• [Apply what you read]:
1 > Can you condense the paragraph of the passage on normalized neighborhood indices that begins "To conclude, I consider also" into a short bulleted list that keeps its main facts?
2 > Can you reproduce, word for word, the part of the passage on normalized neighborhood indices that opens with the words "An important subclass" and closes with "of the article."?

• [Passage for review]:
* * * * * * *

An important subclass of the node neighbourhood based indices is obtained by normalizing CN. Jaccard (JC)32, Sørensen-Czekanowski-Dice (SCD)14,33,34 and Leicht-Holme-Newman (LHN)35 are the landmarks normalised indices in complex networks:

$$\begin{array}{rcl}JC(x,y) & = & \frac{CN(x,y)}{|N(x)\cup N(y)|}\\ SCD(x,y) & = & \frac{2\cdot CN(x,y)}{|N(x)|+|N(y)|}\\ LHN(x,y) & = & \frac{CN(x,y)}{|N(x)|\cdot |N(y)|}\end{array}$$

For correctness, the Sørensen index (S) and Czekanowski-Dice dissimilarity (CD) are related according to the formula: S = 1 − CD. Here for simplicity I will use the formula of S, and I will name this index SCD in the reminder of the article.

To conclude, I consider also the Functional Similarity Weight (FSW)15 and the Adjusted-CD (ACD)5,6 that are more elaborated types of normalised indices, which adjust the normalisation in case the seed proteins have a lower number of interactions than the average node degree in the network. These are landmark algorithms in network biology and I invite the reader to refer to the original publications for more details. Here, they are used as reference, but it is not in the scope of this article to discuss them, since the literature on this subject is exhaustive. As shown by Chen et al.22, FSW and SCD outperform methods such as IG119, IG225 and the Interaction Reliability by Alternate Pathways (IRAP), which are outdated types of algorithms employed at the beginning in this research area (i.e. interaction reliability) of network biology. Given the fact that IG2 and IRAP are very computationally expensive21, I decided to adopt only IG1 (exclusively as a baseline that offers a lower-bound in the evaluations).

* * * * * * *

• [Information supplied]:

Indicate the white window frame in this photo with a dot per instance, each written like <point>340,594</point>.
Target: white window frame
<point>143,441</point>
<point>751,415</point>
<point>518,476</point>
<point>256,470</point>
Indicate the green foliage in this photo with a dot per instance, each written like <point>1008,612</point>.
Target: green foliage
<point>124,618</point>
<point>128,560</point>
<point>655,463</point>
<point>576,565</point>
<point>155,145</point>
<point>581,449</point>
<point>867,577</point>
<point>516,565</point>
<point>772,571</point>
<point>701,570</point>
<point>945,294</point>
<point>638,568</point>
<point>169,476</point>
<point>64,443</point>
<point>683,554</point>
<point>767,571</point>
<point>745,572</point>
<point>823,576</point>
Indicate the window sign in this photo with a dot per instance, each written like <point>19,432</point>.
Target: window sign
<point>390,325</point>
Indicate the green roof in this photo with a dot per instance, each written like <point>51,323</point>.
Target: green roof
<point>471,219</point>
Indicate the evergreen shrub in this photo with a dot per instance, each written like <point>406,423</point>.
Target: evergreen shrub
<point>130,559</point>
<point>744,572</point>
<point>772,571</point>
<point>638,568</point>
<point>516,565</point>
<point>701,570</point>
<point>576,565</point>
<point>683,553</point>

* * * * * * *

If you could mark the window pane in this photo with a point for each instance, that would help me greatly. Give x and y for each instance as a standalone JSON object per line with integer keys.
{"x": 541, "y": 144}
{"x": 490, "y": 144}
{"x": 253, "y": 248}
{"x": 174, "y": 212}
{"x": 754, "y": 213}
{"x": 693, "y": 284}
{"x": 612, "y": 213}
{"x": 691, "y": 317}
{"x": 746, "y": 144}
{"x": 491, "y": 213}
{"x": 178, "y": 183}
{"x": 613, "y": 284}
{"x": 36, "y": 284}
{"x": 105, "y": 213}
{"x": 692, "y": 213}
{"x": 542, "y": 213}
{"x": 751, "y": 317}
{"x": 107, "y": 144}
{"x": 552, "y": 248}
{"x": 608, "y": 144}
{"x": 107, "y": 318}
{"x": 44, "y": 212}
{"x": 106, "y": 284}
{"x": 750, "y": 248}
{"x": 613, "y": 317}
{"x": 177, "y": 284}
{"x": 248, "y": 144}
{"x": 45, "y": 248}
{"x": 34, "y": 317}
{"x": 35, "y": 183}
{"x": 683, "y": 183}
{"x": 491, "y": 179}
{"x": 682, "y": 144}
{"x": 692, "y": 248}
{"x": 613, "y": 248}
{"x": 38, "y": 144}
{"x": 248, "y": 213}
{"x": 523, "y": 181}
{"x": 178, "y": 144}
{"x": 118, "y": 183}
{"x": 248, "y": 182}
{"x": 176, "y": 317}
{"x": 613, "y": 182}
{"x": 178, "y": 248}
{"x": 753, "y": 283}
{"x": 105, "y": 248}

* * * * * * *

• [List of answers]:
1 >
- The Functional Similarity Weight (FSW) and Adjusted-CD (ACD) are more elaborate normalized indices. They adjust the normalization when seed proteins have fewer interactions than the network's average node degree.
- They are landmark algorithms in network biology. Here they serve only as references and are not discussed, since the literature on them is exhaustive.
- Chen et al. showed that FSW and SCD outperform IG1, IG2 and IRAP, which are older interaction-reliability methods.
- IG2 and IRAP are very computationally expensive, so only IG1 is adopted, solely as a lower-bound baseline.

2 >
An important subclass of the node neighbourhood based indices is obtained by normalizing CN. Jaccard (JC)32, Sørensen-Czekanowski-Dice (SCD)14,33,34 and Leicht-Holme-Newman (LHN)35 are the landmarks normalised indices in complex networks:

$$\begin{array}{rcl}JC(x,y) & = & \frac{CN(x,y)}{|N(x)\cup N(y)|}\\ SCD(x,y) & = & \frac{2\cdot CN(x,y)}{|N(x)|+|N(y)|}\\ LHN(x,y) & = & \frac{CN(x,y)}{|N(x)|\cdot |N(y)|}\end{array}$$

For correctness, the Sørensen index (S) and Czekanowski-Dice dissimilarity (CD) are related according to the formula: S = 1 − CD. Here for simplicity I will use the formula of S, and I will name this index SCD in the reminder of the article.